[Location identification entries]
<<<<

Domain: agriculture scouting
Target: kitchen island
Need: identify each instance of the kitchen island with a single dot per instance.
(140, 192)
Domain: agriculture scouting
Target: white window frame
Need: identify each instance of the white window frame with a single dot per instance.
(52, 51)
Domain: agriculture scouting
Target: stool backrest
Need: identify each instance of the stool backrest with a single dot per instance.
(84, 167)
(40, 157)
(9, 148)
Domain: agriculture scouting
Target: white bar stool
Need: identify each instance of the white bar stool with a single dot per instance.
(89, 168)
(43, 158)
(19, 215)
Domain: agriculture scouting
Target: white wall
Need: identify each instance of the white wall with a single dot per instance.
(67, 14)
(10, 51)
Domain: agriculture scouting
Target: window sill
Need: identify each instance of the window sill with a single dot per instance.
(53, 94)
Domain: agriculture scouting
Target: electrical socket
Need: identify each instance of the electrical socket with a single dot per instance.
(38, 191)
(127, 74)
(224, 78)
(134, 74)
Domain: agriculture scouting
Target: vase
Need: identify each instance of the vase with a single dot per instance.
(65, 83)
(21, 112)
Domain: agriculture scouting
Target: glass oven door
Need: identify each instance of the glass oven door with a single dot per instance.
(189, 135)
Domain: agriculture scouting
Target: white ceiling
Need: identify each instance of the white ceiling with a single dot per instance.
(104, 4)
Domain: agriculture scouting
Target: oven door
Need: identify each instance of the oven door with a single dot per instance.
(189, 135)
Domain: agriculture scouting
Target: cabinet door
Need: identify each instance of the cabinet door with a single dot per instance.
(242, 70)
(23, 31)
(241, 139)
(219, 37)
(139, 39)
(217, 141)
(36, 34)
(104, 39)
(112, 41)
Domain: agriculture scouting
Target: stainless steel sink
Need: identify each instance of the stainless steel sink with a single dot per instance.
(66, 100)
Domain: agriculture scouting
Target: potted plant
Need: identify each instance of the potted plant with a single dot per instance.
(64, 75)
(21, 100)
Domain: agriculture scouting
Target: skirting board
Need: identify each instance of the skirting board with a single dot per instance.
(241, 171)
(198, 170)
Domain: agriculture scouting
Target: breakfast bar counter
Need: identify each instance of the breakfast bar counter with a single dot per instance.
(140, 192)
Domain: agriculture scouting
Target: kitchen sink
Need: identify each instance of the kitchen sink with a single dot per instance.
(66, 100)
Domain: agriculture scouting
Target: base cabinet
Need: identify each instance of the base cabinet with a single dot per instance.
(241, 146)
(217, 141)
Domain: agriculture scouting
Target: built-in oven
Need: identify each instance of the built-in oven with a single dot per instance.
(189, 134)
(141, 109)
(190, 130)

>>>>

▶ _Problem description_: Restate the whole of the material exactly.

▶ _Exercise response_:
Domain: agriculture scouting
Target: kitchen island
Need: identify each instance of the kitchen island with a single dot per instance.
(140, 192)
Domain: agriculture scouting
Target: white window frame
Need: identify each instance of the white window frame with a single dot per instance.
(52, 51)
Domain: agriculture scouting
Target: stool backrest
Need: identify each instance of the stool backrest with a single dot per instance.
(84, 167)
(40, 157)
(9, 148)
Domain: agriculture scouting
Target: white bar stool
Need: identify each instance of the white bar stool with a single dot per instance.
(89, 168)
(43, 158)
(19, 215)
Domain: agriculture scouting
Target: white wall
Need: identify each instance of the white wall with a single dot per instance.
(67, 14)
(10, 51)
Domain: agriculture scouting
Target: window sill
Need: identify each instance of the window sill with a single dot per instance.
(53, 94)
Domain: agriculture scouting
Target: electrical socket
Need: identify each instance of the electrical socket with a single dot per instance.
(38, 191)
(127, 74)
(224, 78)
(134, 74)
Domain: agriculture scouting
Target: vase
Need: identify each instance of the vase with a single dot per instance.
(65, 83)
(21, 112)
Domain: agriculture scouting
Target: glass oven door
Need: identify each instance of the glass oven door with a single dot per instance.
(189, 135)
Domain: agriculture scouting
Target: white ceiling
Need: identify each instance of the white ceiling with a single dot per instance.
(104, 4)
Domain: agriculture scouting
Target: oven door
Need: identify each instance of the oven door with a single dot per instance.
(189, 135)
Domain: agriculture scouting
Target: cabinet door
Need: identify each instance of the cabinet door with a single dot per instance.
(242, 70)
(23, 31)
(241, 139)
(219, 37)
(139, 39)
(217, 141)
(36, 34)
(104, 39)
(112, 41)
Domain: agriculture scouting
Target: stainless steel sink
Need: identify each instance of the stainless steel sink with a single dot per instance.
(66, 100)
Domain: agriculture scouting
Target: potted plant
Need: identify each instance of the potted plant with a single dot per instance.
(64, 75)
(21, 100)
Domain: agriculture scouting
Target: skirting board
Need: identify each instance of the skirting board with a single dot per instance.
(241, 171)
(198, 170)
Domain: agriculture scouting
Target: breakfast bar counter
Need: identify each instance of the breakfast bar counter with a single dot per instance.
(140, 192)
Domain: agriculture scouting
Target: kitchen sink
Need: identify each instance of the kitchen sink with a single dot per instance.
(66, 100)
Domain: agriculture scouting
Target: base cabinet
Need: identify each instance of the base cabinet with a single dot per instance.
(241, 146)
(217, 141)
Domain: agriculture scouting
Target: built-in oven
Need: identify each instance of the built-in oven with a single dot per instance.
(189, 134)
(141, 109)
(190, 130)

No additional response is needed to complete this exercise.